Each line below should be retyped exactly, with no pictures.

※

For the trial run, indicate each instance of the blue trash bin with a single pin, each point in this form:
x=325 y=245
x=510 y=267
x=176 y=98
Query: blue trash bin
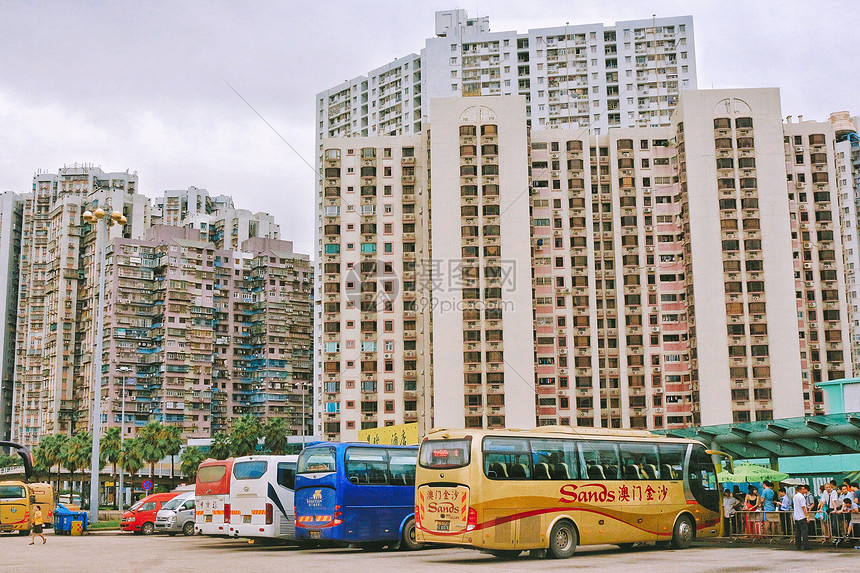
x=81 y=516
x=63 y=520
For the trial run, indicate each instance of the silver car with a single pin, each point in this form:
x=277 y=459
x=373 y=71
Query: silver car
x=177 y=515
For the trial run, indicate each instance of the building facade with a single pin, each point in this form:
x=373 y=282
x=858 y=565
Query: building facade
x=847 y=152
x=590 y=76
x=204 y=322
x=670 y=267
x=197 y=336
x=10 y=250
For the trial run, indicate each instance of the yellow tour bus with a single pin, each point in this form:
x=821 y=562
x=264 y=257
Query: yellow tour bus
x=556 y=487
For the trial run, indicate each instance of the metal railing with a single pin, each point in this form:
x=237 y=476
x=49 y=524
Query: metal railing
x=778 y=526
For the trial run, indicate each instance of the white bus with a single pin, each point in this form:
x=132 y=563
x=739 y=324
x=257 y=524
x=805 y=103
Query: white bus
x=212 y=494
x=262 y=497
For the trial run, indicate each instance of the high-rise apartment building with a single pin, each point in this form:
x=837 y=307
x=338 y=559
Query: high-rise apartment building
x=672 y=267
x=199 y=335
x=589 y=76
x=57 y=302
x=216 y=218
x=372 y=328
x=584 y=77
x=10 y=250
x=847 y=151
x=204 y=322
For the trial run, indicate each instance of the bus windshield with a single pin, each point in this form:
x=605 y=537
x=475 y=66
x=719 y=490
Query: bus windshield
x=254 y=469
x=12 y=492
x=211 y=474
x=313 y=460
x=173 y=503
x=448 y=454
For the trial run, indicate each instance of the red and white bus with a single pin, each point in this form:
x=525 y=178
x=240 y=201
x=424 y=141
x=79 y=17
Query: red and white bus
x=262 y=497
x=212 y=497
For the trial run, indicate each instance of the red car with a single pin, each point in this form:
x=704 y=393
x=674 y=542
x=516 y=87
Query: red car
x=140 y=518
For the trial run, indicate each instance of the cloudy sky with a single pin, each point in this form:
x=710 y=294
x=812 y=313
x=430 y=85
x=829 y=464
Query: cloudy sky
x=141 y=85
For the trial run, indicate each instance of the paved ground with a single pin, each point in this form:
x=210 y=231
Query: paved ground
x=132 y=553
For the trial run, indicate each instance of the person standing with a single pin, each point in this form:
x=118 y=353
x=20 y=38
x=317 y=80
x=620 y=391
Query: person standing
x=38 y=524
x=767 y=504
x=730 y=505
x=784 y=510
x=801 y=518
x=826 y=506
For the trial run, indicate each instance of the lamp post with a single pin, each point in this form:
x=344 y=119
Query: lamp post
x=101 y=222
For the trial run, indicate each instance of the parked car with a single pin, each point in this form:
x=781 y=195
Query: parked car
x=140 y=518
x=177 y=515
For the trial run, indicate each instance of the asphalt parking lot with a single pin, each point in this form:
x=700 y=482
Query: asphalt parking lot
x=134 y=553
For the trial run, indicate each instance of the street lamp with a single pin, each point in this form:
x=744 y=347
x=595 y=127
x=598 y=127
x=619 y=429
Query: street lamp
x=101 y=222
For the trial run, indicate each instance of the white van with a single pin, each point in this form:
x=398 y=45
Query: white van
x=177 y=515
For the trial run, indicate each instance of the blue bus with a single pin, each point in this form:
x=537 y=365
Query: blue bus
x=357 y=493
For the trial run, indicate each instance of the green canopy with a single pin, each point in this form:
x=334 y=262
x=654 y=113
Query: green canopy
x=747 y=472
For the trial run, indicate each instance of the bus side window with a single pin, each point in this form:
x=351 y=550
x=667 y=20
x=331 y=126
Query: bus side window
x=507 y=458
x=287 y=475
x=672 y=461
x=554 y=459
x=639 y=461
x=599 y=460
x=402 y=466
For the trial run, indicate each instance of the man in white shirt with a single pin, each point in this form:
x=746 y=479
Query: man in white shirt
x=827 y=504
x=801 y=518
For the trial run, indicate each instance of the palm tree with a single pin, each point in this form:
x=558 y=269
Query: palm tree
x=220 y=447
x=111 y=449
x=76 y=455
x=275 y=433
x=171 y=441
x=244 y=435
x=49 y=454
x=190 y=461
x=152 y=444
x=131 y=459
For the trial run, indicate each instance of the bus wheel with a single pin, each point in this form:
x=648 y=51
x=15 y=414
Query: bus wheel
x=685 y=532
x=408 y=541
x=562 y=540
x=505 y=553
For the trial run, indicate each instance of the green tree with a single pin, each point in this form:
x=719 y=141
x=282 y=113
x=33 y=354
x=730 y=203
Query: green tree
x=10 y=460
x=152 y=444
x=220 y=448
x=189 y=462
x=275 y=432
x=244 y=435
x=171 y=440
x=131 y=459
x=77 y=455
x=111 y=450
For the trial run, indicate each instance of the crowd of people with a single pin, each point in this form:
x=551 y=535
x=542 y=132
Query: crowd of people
x=829 y=515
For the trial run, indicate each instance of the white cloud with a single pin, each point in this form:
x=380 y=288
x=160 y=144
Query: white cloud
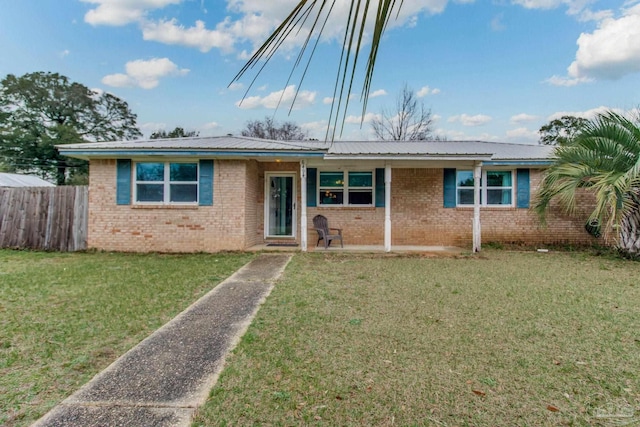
x=122 y=12
x=426 y=90
x=281 y=98
x=467 y=120
x=522 y=135
x=144 y=74
x=379 y=92
x=523 y=118
x=574 y=7
x=256 y=20
x=169 y=32
x=356 y=120
x=612 y=50
x=567 y=81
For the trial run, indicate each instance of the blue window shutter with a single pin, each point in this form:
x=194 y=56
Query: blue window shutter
x=312 y=179
x=522 y=181
x=123 y=181
x=206 y=183
x=380 y=188
x=449 y=182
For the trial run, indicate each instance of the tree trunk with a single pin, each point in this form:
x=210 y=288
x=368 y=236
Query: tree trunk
x=629 y=237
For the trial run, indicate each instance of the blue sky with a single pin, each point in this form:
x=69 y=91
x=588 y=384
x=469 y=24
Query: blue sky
x=488 y=70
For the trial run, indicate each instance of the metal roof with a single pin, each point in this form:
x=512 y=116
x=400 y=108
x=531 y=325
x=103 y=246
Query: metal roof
x=233 y=143
x=17 y=180
x=244 y=146
x=496 y=150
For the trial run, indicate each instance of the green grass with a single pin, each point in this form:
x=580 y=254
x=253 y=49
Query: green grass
x=65 y=317
x=504 y=338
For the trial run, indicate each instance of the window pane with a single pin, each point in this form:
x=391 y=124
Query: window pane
x=499 y=178
x=150 y=171
x=465 y=197
x=183 y=193
x=499 y=197
x=149 y=192
x=465 y=178
x=361 y=197
x=331 y=179
x=183 y=172
x=334 y=197
x=360 y=179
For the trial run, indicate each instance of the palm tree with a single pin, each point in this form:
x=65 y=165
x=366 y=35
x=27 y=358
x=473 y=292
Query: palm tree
x=604 y=158
x=310 y=17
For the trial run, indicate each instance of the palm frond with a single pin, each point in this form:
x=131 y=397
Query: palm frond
x=604 y=158
x=317 y=13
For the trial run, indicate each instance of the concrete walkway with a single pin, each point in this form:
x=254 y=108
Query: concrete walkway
x=162 y=380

※

* _EXERCISE SOLUTION_:
For the trial run, indicate each instance of the blue trash bin with a single pin, each point in this form:
x=325 y=245
x=510 y=267
x=176 y=98
Query: blue trash bin
x=81 y=516
x=63 y=520
For the trial run, indicate each instance of the silver car with a single pin, each point in this form:
x=277 y=459
x=373 y=71
Query: silver car
x=177 y=515
For the trial run, indicate each instance of the building facade with a single pin, each point in this form:
x=373 y=282
x=858 y=565
Query: building facade
x=847 y=152
x=590 y=76
x=204 y=322
x=670 y=267
x=197 y=336
x=10 y=250
For the trial run, indicate each instance of the yellow tour bus with a single pin, each point in this form:
x=821 y=562
x=264 y=257
Query: yellow tour bus
x=556 y=487
For the trial run, indicate each instance of the metal railing with a single pin, each point in this form:
x=237 y=476
x=49 y=524
Query: metal railing
x=778 y=526
For the trial run, indicate each instance of the white bus with a single pin, each point in this form:
x=132 y=563
x=739 y=324
x=257 y=524
x=805 y=103
Query: white bus
x=212 y=494
x=262 y=497
For the trial run, indicate each instance of the high-rise apartment building with a single pin, each point in this form:
x=837 y=307
x=338 y=559
Query: high-rise apartment building
x=672 y=267
x=199 y=335
x=589 y=76
x=57 y=302
x=216 y=218
x=372 y=328
x=584 y=77
x=10 y=250
x=847 y=151
x=204 y=322
For the trial run, indicate each instance of the bus windshield with a single pin, each point in this form:
x=605 y=537
x=475 y=66
x=719 y=490
Query: bus windshield
x=254 y=469
x=12 y=492
x=211 y=474
x=313 y=460
x=173 y=503
x=448 y=454
For the trial run, indicate each instance of the red and white bus with a single pin, each point in this form:
x=525 y=178
x=240 y=201
x=424 y=141
x=79 y=17
Query: red and white bus
x=262 y=497
x=212 y=497
For the trial run, indicate each instance of the red car with a single pin, each point in this form:
x=704 y=393
x=674 y=542
x=516 y=87
Query: red car
x=140 y=518
For the trial run, indicate each instance of the cloudy sky with a single pin, each point in this form:
x=710 y=294
x=812 y=313
x=430 y=85
x=829 y=464
Query: cloudy sky
x=141 y=85
For the trial run, indicate each instance of the paved ground with a single pin, each point in this form:
x=210 y=231
Query: paved ground
x=132 y=553
For the trial run, indicate each instance of the person standing with a single pin, each point in this form:
x=118 y=353
x=20 y=38
x=317 y=80
x=620 y=391
Query: person standing
x=38 y=524
x=767 y=504
x=730 y=505
x=784 y=510
x=801 y=518
x=826 y=506
For the trial run, indicate each instance of the lamp post with a single pin, each point in this form:
x=344 y=119
Query: lamp post
x=101 y=222
For the trial run, indicate each instance of the parked car with a single pin, each point in this form:
x=781 y=195
Query: parked car
x=140 y=518
x=177 y=515
For the trial run, indicate each instance of the asphalt parking lot with a single pin, each point in this form:
x=700 y=482
Query: asphalt parking lot
x=134 y=553
For the trial run, indicate each instance of the street lamp with a single pin, each point in this form:
x=744 y=347
x=595 y=127
x=598 y=127
x=619 y=429
Query: street lamp
x=101 y=222
For the trial run, indicate each instance of the white van with a single pin, each point in this form:
x=398 y=45
Query: white van
x=177 y=515
For the trial run, indicate each instance of the blue bus with a single pin, each point in this form:
x=537 y=365
Query: blue bus
x=357 y=493
For the trial run, indicate each instance of the green canopy with a single pin, each point in this form:
x=334 y=262
x=654 y=113
Query: green canopy
x=747 y=472
For the trial run, indicate each instance of the bus side window with a single pin, each point in this form:
x=351 y=550
x=667 y=20
x=331 y=126
Query: bus side window
x=507 y=458
x=287 y=475
x=672 y=461
x=554 y=459
x=639 y=461
x=599 y=460
x=402 y=466
For the trial run, indicate each instance of the man in white shirt with a single pin, each point in this form:
x=746 y=479
Query: man in white shirt
x=827 y=504
x=801 y=518
For the trial run, indicate each instance of the palm tree with a single pin, each point in this form:
x=558 y=269
Query: palm tree
x=220 y=447
x=111 y=449
x=76 y=455
x=275 y=433
x=171 y=441
x=244 y=435
x=49 y=454
x=190 y=461
x=152 y=444
x=131 y=459
For the trial run, indicate each instance of the bus wheel with a single pin, each point in this form:
x=648 y=51
x=15 y=414
Query: bus wheel
x=685 y=532
x=408 y=541
x=562 y=540
x=505 y=553
For the trial run, indicate each instance of the green tree with a single pin, each point in this form:
x=719 y=141
x=282 y=113
x=33 y=354
x=730 y=203
Query: green tree
x=10 y=460
x=152 y=444
x=220 y=448
x=189 y=462
x=275 y=432
x=244 y=435
x=171 y=440
x=131 y=459
x=77 y=455
x=111 y=450
For the trial run, indicate each instance of the crowd of people with a single pin, each point in this form:
x=551 y=535
x=542 y=132
Query: crowd of people
x=829 y=515
For the trial run, indicate each instance of the white cloud with a single pin, each point in this form:
x=380 y=288
x=160 y=144
Query: white cloud
x=122 y=12
x=426 y=90
x=281 y=98
x=467 y=120
x=522 y=135
x=144 y=74
x=379 y=92
x=523 y=118
x=574 y=7
x=256 y=20
x=169 y=32
x=356 y=120
x=612 y=50
x=567 y=81
For the trial run, indicate each instance of the blue window shutter with a single pin, each point in this form:
x=194 y=56
Query: blue window shutter
x=312 y=179
x=522 y=181
x=123 y=181
x=206 y=183
x=380 y=188
x=449 y=182
For the trial run, indicate each instance of the tree trunk with a single pin, each point in this form:
x=210 y=288
x=368 y=236
Query: tree trunk
x=629 y=237
For the trial run, indicate each instance of the blue sky with a single pin, each point in this form:
x=69 y=91
x=588 y=384
x=469 y=24
Query: blue sky
x=488 y=70
For the trial run, indicate each instance of the metal roof with a single pin, each point in this form:
x=512 y=116
x=400 y=108
x=531 y=325
x=103 y=246
Query: metal roof
x=233 y=143
x=17 y=180
x=244 y=146
x=496 y=150
For the trial run, indicate each instance of the green grass with a single pin, each point in this form:
x=580 y=254
x=253 y=49
Query: green grass
x=65 y=317
x=504 y=338
For the trial run, indicate each instance of the window pane with a single pin, each point in this form:
x=391 y=124
Query: window pane
x=499 y=178
x=150 y=171
x=465 y=197
x=183 y=193
x=499 y=197
x=149 y=192
x=465 y=178
x=361 y=197
x=331 y=179
x=183 y=172
x=334 y=197
x=360 y=179
For the trial run, indicate each instance of the palm tree with a single pin, each point in this form:
x=65 y=165
x=366 y=35
x=27 y=358
x=473 y=292
Query: palm tree
x=604 y=158
x=310 y=17
For the trial run, indicate each instance of the palm frond with a single pin, each point in this form:
x=131 y=397
Query: palm frond
x=604 y=158
x=317 y=13
For the trial run, indicate each instance of the concrete walkway with a single pin, each point in this form:
x=254 y=108
Query: concrete walkway
x=162 y=380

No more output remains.